Problem requirements: Extract every line below, verbatim.

=======

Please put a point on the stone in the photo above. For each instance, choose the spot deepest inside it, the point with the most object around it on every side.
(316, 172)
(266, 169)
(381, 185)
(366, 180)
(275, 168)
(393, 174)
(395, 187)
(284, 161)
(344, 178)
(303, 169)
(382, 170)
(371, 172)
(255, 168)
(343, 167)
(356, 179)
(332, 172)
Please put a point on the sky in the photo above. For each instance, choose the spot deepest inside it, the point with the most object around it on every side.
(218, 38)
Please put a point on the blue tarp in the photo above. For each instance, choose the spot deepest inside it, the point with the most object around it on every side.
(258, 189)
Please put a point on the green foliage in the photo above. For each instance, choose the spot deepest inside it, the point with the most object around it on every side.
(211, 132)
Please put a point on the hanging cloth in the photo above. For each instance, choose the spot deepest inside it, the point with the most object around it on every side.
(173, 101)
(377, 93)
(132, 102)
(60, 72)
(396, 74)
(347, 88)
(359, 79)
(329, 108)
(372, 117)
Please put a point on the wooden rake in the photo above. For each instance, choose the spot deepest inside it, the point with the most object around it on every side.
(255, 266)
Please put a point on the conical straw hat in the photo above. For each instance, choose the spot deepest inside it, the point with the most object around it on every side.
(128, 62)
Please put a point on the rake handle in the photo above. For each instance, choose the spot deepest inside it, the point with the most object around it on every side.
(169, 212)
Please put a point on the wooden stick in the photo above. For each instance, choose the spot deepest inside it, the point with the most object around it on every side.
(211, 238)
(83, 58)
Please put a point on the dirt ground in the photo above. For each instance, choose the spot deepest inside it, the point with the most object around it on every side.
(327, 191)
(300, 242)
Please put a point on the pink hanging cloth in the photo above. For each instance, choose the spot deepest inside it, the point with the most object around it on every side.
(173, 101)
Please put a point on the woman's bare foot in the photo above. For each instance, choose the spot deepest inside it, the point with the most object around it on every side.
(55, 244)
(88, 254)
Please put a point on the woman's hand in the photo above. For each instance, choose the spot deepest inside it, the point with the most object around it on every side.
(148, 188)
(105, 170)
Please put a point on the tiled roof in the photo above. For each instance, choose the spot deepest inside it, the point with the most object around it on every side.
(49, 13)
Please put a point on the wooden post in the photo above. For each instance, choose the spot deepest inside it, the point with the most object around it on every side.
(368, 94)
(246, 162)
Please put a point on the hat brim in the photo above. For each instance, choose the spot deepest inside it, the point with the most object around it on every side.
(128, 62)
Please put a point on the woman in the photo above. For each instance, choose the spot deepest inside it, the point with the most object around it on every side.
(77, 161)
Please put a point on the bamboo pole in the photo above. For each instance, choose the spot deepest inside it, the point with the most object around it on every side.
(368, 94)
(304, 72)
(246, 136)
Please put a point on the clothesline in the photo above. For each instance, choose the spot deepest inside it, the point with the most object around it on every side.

=======

Exercise answer:
Please put a point on the stone in the photo above. For each instance, choose the spot deepest inside it, the point with the most object around it on every side.
(316, 172)
(266, 169)
(381, 185)
(366, 180)
(275, 168)
(393, 174)
(395, 187)
(284, 161)
(344, 178)
(303, 169)
(382, 170)
(371, 172)
(255, 168)
(343, 167)
(356, 179)
(332, 172)
Please put a point on the sky in the photo above. For each instance, choose the spot deepest inside it, the point with the most object around it on every side.
(218, 38)
Please put a point on the blue tarp in the photo above. For each instance, choose the spot deepest inside it, the point with the most object around it on every side.
(258, 189)
Please put a point on the green foliage in the photo above. For each instance, choose the spot deepest inside it, the point with the most object around it on every side.
(211, 132)
Please put a point on the hanging cloth in the photo above. For each instance, choose the spot deepest inside it, the point with the most object around it on every side.
(173, 101)
(377, 93)
(132, 102)
(60, 72)
(396, 74)
(347, 88)
(359, 79)
(329, 108)
(372, 117)
Please put a point on the wooden rake in the photo above. For each instance, choose the spot deepest inside it, the point with the most object around it on every side.
(255, 266)
Please put a point on the conical straw hat in the photo above. For each instance, choose the spot deepest inside it, the point with the most object around it on every side.
(128, 62)
Please put a point on the rake handle in the photo above. For each instance, choose the spot deepest inside it, the point with the most object around it on every side.
(169, 212)
Please put a point on the wooden stick in the photo above. For each instance, choose the spot deepest inside it, the point with the most object around it on every side.
(211, 238)
(83, 58)
Please put a point on the dirt ground in the photo above. For each instance, choose the spot deepest inside it, the point with the most object around it on every side.
(327, 191)
(300, 242)
Please put a point on the pink hanging cloth in the photo above. For each instance, choose the spot deepest inside it, the point with the most object around it on every side.
(173, 101)
Please put a point on the woman's bare foot in the photo above. For each instance, choose the spot deepest inside it, the point with the most object around it on every side.
(55, 244)
(88, 254)
Please put a point on the woman's hand in the photo above. For each instance, choose the spot deepest inside it, the point with the most object around it on every side.
(148, 188)
(105, 170)
Please put a point on the tiled roof in the photo above. For each instance, choose the spot deepest inside it, the point with the most object around it on every side.
(49, 13)
Please put a point on the wooden post in the photo above. For each instance, choose the spot deepest inside it, the point with the most object around it on every side.
(368, 94)
(246, 162)
Please put a point on the hat brim in the photo above. For each instance, choose the spot deepest inside it, the point with the most object around it on every side.
(128, 62)
Please put a point on the woman in the photo above. For each instance, choose the spot deepest inside it, the point with the most object around it on every side.
(77, 161)
Please put a point on the bamboo pole in the photo above. For each instance, choose the spot deepest inside it, the point with the most object around it on every side.
(368, 94)
(304, 72)
(246, 136)
Please put a point on the clothesline in the photo above. For each instance, choose the spot deepest inside it, the point with the most object around it on every side.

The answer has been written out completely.